# YOUR TASK
Copy the records below word for word, keeping every line as it stands.

(Data taken from a collection)

::::::::

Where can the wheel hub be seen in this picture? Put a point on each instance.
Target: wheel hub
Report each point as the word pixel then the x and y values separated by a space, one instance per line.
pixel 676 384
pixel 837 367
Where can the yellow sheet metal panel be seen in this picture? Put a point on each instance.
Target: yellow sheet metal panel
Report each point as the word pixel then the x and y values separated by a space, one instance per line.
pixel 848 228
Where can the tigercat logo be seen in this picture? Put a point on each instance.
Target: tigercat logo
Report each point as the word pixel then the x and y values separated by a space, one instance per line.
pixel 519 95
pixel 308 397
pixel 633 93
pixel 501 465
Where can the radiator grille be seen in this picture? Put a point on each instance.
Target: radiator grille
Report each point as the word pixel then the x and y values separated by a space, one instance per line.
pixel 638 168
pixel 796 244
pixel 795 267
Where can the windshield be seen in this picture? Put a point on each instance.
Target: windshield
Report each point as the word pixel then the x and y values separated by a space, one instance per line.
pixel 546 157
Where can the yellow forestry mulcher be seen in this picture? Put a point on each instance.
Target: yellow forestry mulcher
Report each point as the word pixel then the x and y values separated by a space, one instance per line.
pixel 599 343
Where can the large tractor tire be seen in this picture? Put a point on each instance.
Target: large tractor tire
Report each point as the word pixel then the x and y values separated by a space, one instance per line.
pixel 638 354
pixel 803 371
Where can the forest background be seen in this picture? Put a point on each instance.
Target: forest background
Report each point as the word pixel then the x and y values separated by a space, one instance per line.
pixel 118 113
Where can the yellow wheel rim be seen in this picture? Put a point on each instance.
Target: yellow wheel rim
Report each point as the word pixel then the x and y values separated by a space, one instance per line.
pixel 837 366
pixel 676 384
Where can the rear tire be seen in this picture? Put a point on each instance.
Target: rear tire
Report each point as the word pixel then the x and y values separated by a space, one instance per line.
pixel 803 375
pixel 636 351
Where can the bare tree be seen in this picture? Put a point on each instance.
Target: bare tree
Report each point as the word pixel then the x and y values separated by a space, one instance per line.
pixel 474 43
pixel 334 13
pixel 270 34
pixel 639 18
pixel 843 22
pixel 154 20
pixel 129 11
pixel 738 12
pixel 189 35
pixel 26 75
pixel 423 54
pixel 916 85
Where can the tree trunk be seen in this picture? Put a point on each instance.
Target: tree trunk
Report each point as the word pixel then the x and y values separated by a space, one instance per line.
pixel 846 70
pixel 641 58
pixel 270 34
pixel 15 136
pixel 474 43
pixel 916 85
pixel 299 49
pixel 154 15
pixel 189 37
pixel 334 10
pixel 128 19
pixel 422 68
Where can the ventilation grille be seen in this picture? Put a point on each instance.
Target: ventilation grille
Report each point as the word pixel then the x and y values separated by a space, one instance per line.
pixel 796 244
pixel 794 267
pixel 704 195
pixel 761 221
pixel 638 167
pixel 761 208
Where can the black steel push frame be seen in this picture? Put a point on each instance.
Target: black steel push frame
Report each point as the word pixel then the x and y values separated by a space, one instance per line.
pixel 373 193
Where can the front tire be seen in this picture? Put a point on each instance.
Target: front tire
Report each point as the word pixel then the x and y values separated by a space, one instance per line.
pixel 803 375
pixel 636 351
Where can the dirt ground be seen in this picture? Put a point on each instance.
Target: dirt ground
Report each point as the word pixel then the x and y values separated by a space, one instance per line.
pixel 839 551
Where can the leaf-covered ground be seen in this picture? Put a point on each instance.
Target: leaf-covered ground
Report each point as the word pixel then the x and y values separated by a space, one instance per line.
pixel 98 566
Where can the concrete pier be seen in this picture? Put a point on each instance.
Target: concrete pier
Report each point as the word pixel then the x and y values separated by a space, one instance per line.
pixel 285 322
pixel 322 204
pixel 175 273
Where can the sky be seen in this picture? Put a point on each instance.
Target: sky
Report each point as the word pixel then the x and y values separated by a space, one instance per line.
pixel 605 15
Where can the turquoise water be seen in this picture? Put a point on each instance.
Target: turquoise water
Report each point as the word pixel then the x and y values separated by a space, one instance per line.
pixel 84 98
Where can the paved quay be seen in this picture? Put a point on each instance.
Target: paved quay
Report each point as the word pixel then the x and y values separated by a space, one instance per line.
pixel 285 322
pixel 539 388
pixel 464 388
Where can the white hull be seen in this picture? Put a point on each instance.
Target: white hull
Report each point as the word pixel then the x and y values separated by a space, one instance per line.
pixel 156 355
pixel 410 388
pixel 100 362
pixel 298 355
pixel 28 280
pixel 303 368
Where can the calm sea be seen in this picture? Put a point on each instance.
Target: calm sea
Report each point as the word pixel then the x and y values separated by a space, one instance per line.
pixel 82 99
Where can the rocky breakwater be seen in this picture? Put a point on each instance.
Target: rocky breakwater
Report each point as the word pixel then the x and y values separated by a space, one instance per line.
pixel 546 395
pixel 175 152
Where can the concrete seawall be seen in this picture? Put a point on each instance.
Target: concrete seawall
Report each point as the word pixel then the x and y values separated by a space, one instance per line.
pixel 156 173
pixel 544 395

::::::::

# THE REPLY
Where can the wheel hub be seen in this picture? Put a point on each instance.
Target: wheel hub
Report each point as the word pixel then the x and y values separated by a space, one instance per line.
pixel 676 384
pixel 837 367
Where can the yellow sheet metal panel be seen in this picture? Put a point on each instance.
Target: yellow sheet metal panel
Report each point as the word pixel then the x and y values separated by a space, one instance per line.
pixel 848 228
Where can the tigercat logo be seen in this picture? Put a point on each instance.
Target: tigercat logo
Report each point as the word pixel then the x and y values separated by a space, one instance per line.
pixel 519 95
pixel 308 397
pixel 633 93
pixel 501 465
Where can the radiator grille be seen in this picture? Put a point on each instance.
Target: radiator grille
Report each point as the word pixel then the x and y values separated by a space, one instance per line.
pixel 638 168
pixel 796 244
pixel 795 267
Where can the windshield be seen in this picture? Put a point on each instance.
Target: windshield
Report each point as the word pixel then the x and y values separated by a space, one instance per line.
pixel 546 157
Where can the yellow forestry mulcher be seen in this picture? Put a point on each instance.
Target: yellow forestry mulcher
Report each point as the word pixel then the x and y values separated by a space, one instance per line.
pixel 599 343
Where can the large tractor tire be seen in this picture? Put a point on each instance.
Target: large tractor tire
Report each point as the word pixel then the x and y values separated by a space, one instance per line.
pixel 638 354
pixel 803 371
Where can the forest background be seen in this picture? Put a point on each instance.
Target: forest background
Report each point as the word pixel then the x and y values separated by a space, one instance per line.
pixel 118 113
Where can the yellow wheel rim be seen in this picture? Put a point on each instance.
Target: yellow wheel rim
Report each point as the word pixel then the x and y values separated by a space, one instance per line.
pixel 837 366
pixel 676 384
Where can the rear tire be seen in this picture? Put a point on each instance.
Target: rear tire
Report each point as the word pixel then the x and y values separated by a space, one instance per line.
pixel 803 375
pixel 636 351
Where can the bare tree be seen in this picture? Put a point on each instance.
Target: bare tree
Report each point as the word pixel then the x and y values separated by a space, one instance per line.
pixel 474 43
pixel 334 13
pixel 270 34
pixel 639 18
pixel 843 22
pixel 154 20
pixel 129 11
pixel 738 12
pixel 189 35
pixel 26 75
pixel 423 54
pixel 916 85
Where can the tree trunk be seen in this picture? Put a point on each instance.
Target: tree trunk
Report each point as the word pixel then the x and y values separated by a space, one instance per line.
pixel 846 70
pixel 641 58
pixel 270 34
pixel 15 136
pixel 474 43
pixel 916 85
pixel 299 49
pixel 154 15
pixel 189 37
pixel 334 10
pixel 128 19
pixel 422 68
Where can the ventilation grille be seen in this picture? Put a point on each instance.
Target: ventilation grille
Report each point as the word pixel then the x and y values separated by a space, one instance per line.
pixel 796 244
pixel 794 267
pixel 704 195
pixel 761 221
pixel 638 167
pixel 761 208
Where can the black steel push frame be seen in this picture? Put a point on each instance.
Target: black steel push frame
Report each point as the word pixel then the x and y values separated by a space, one instance per line.
pixel 373 193
Where can the front tire be seen in this picture? Put a point on each instance.
Target: front tire
Report each point as the word pixel then the x and y values separated by a space, one instance per line.
pixel 803 375
pixel 636 351
Where can the dirt ground be seen in this picture? Put a point on each instance.
Target: dirt ground
Report each point as the word pixel then the x and y values separated by a space, one instance per line.
pixel 839 551
Where can the leaf-covered ground be seen in this picture? Put a point on each instance.
Target: leaf-covered ground
Report each point as the word pixel then the x and y values separated by a space, one instance per line.
pixel 98 566
Where can the concrete pier be seen in this picture? Put a point on each instance.
Target: concrete pier
Report each point as the word pixel then the x and y values separated by a space, one instance per line.
pixel 285 322
pixel 322 204
pixel 175 273
Where can the sky be seen in this picture? Put a point on each instance.
Target: sky
Report each point as the word pixel then the x and y values separated by a space, one instance per line.
pixel 605 15
Where can the turquoise water be seen in this picture? Put a point on each instance.
Target: turquoise water
Report each point as the word pixel then the x and y values separated by a space, one instance per line.
pixel 84 98
Where can the paved quay be seen in this picture? Put a point on each instance.
Target: paved quay
Report each point as the word pixel then the x and y values separated by a space, one instance per line.
pixel 285 322
pixel 539 388
pixel 464 388
Where can the white hull be seen in this picture? Put a point on each instance.
Target: white hull
Report each point as the word pixel then the x and y values separated by a space, one instance per line.
pixel 156 355
pixel 410 388
pixel 100 362
pixel 298 355
pixel 28 280
pixel 303 368
Where can the calm sea be seen in this picture? Put a point on each instance.
Target: calm sea
Report each point as the word pixel then the x and y values separated by a space, one instance per line.
pixel 82 99
Where can the rocky breakwater be seen in this picture? Put a point on each instance.
Target: rocky breakwater
Report each point as the word pixel then the x and y values separated by a space, one instance per line.
pixel 546 395
pixel 175 152
Where can the concrete seawall be seen in this picture? Put a point on each instance.
Target: concrete seawall
Report each point as the word pixel then the x and y values separated by a space, one instance per line.
pixel 156 173
pixel 544 395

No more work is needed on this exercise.